## Work item
Lines before the one containing "If you could pick out the river in" are left out; copy that line and every later line through the end of the data exactly.

## Exercise data
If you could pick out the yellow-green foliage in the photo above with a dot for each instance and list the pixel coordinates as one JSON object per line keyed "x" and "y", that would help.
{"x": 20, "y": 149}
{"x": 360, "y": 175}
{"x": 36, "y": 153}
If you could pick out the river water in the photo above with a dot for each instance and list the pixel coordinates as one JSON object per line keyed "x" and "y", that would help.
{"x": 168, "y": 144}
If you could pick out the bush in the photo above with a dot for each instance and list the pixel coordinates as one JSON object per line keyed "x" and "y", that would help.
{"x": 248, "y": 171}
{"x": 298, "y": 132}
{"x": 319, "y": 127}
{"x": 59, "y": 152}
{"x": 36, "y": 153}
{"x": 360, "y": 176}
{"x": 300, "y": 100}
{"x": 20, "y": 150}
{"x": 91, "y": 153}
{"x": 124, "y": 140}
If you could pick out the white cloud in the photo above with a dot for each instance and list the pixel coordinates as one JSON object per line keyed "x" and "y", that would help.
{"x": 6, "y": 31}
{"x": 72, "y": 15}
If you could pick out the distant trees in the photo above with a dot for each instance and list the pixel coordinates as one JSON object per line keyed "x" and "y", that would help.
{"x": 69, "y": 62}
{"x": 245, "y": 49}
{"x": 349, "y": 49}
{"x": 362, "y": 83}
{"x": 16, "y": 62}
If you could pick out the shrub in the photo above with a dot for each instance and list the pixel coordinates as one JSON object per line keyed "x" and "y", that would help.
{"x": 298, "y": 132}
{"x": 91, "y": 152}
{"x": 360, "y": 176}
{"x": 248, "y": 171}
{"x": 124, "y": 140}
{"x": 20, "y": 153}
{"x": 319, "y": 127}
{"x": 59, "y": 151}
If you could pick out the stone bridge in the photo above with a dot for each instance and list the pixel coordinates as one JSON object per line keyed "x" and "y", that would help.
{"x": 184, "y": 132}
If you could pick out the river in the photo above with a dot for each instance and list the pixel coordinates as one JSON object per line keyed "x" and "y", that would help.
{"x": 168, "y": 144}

## Written response
If you could pick out the river in the photo above with a dot for each instance and list the pixel coordinates as one JSON object per line keyed "x" and "y", that would help.
{"x": 168, "y": 144}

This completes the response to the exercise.